INPUT:
※
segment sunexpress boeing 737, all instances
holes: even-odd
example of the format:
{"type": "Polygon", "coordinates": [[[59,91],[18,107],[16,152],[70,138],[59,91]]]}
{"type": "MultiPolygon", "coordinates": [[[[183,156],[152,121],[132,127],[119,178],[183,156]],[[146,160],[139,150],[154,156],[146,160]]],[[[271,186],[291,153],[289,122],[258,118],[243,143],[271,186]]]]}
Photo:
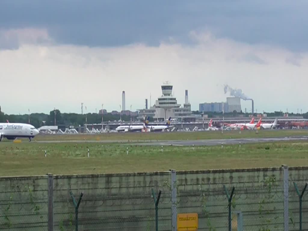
※
GIVEN EXERCISE:
Return every line of the entries above verbatim, omitting the pictures.

OUTPUT:
segment sunexpress boeing 737, all instances
holes: even-odd
example of the format:
{"type": "Polygon", "coordinates": [[[59,91],[18,107],[16,152],[70,138],[59,91]]]}
{"type": "MultiPolygon", "coordinates": [[[[183,156],[152,121],[132,127],[119,178],[183,156]],[[146,160],[139,150],[154,156],[146,160]]],[[[271,186],[291,153],[289,122],[258,118],[243,143],[271,186]]]]}
Photo:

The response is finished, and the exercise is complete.